Source passage:

■ ■ ■ ■ ■ ■ ■

Enterprise AI RFP template: 60-question vendor scoring.
Most enterprises run an AI RFP built from a 2019 SaaS template, miss the AI-specific risks, and negotiate from a shortlist that should never have cleared stage one. This note is the 60-question template our advisors use on AI procurement decisions in the $250K–$10M range: nine weighted domains, calibrated against 180 deployments, designed to eliminate three vendors before pricing.
A disciplined AI RFP does its work before pricing. Sixty questions across nine weighted domains eliminate three vendors on data, indemnity and exit failures no proof-of-concept exposes — and tighten the two finalists by 18–32% in negotiated outcome. Capability is the easy part; the risk that predicts post-deployment regret sits in the contract, not the demo.
01 Key findings
Capability is the weakest predictor of regret. Capability gaps are obvious in proof-of-concept and commoditise within months; it carries only 15% weight. The risks that decide outcomes are invisible in a demo.
Data and security is the single highest-weighted domain. At 20%, it is the strongest predictor of legal hold. Remediation requires a master-agreement reopener that vendors rarely grant, so failures here are eliminating.
Exit is the second most likely event after renewal. Across 180 deployments, 38% renegotiated their primary vendor inside 18 months and 14% switched. Skipping Domain 9 because exit "feels hypothetical" is the most common and most expensive shortcut.
Indemnity gaps are almost never fixed post-signature. An uncapped output-IP indemnity is a signature-stage lever; after signing it is a concession the vendor has no reason to give.
Weighting beats intuition. Fixed domain weights calibrated against post-deployment outcomes stop a slick capability demo from carrying a vendor past a data or exit failure that should have ended the evaluation.

■ ■ ■ ■ ■ ■ ■

Material shown:
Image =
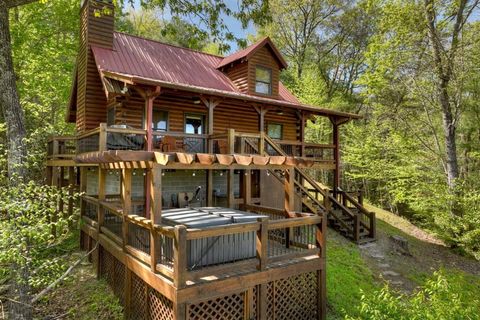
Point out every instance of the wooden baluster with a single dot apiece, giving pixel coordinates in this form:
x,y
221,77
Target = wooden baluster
x,y
102,137
180,256
155,214
261,144
262,255
231,141
373,225
356,227
126,193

■ ■ ■ ■ ■ ■ ■

What to produce:
Answer from the text on AI RFP scoring:
(a) What weight does capability carry?
(b) Which domain has the highest weight, and what is that weight?
(c) Across 180 deployments, what share renegotiated their primary vendor inside 18 months, and what share switched?
The listing comes from a different source than the text on AI RFP scoring.

Exercise solution:
(a) 15%
(b) Data and security, at 20%
(c) 38% renegotiated and 14% switched